WORK INSTRUCTION
Every line below that holds the string "laid" must be copied.

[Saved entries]
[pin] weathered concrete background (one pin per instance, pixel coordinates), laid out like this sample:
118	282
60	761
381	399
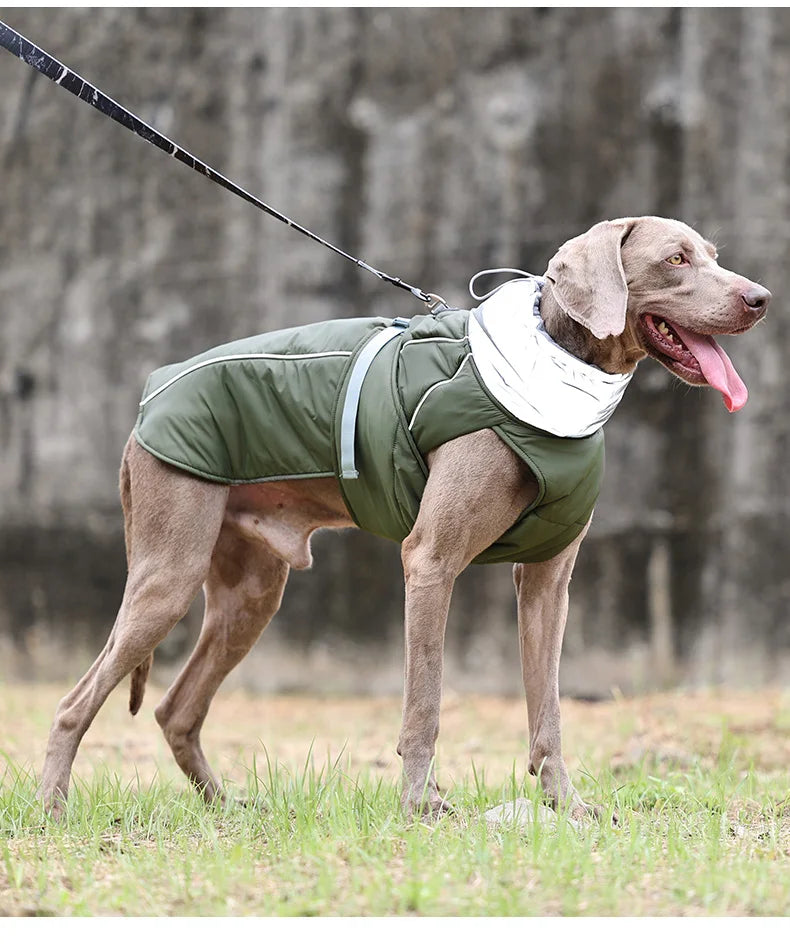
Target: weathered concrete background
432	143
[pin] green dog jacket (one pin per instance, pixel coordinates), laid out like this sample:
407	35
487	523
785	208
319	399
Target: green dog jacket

...

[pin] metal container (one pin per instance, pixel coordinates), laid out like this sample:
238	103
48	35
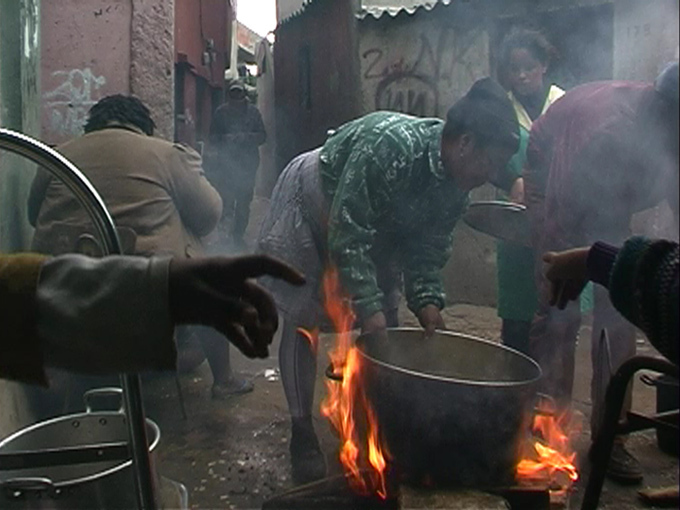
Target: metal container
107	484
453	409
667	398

...

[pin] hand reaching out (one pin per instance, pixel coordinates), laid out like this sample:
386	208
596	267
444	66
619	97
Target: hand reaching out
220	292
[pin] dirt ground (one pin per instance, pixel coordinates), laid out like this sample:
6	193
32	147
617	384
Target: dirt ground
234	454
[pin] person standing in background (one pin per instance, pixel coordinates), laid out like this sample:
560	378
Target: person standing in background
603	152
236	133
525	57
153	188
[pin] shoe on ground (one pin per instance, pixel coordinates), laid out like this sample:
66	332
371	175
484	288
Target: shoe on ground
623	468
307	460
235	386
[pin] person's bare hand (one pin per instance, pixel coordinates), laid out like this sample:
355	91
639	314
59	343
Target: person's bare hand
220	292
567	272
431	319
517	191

COMPLETED TASK
[pin] weathered concrete background (one pin per instance, pixel coordinates), laid out like this sample:
[pin] green dog jacket (one pin per instance, pixel coordinates), laid out like this sample:
[pin] metal container (one pin per instance, pixel coordinates), laid out like this sample:
[pin] hand reaching out (one pin per instance, pixel coordinates), laid out like this sample:
[pin] dirt ground (one pin per instance, pixel coordinates), laid out like this sample:
[pin] person standing in background (one pin per instance, pixel coordinates), laid out like this sample:
[pin] shoe on ground (one pin per instance, pixel coordinates), laid out like this sample:
[pin] person's bare hand (one pin per instance, pixel coordinates), laid out like this sample:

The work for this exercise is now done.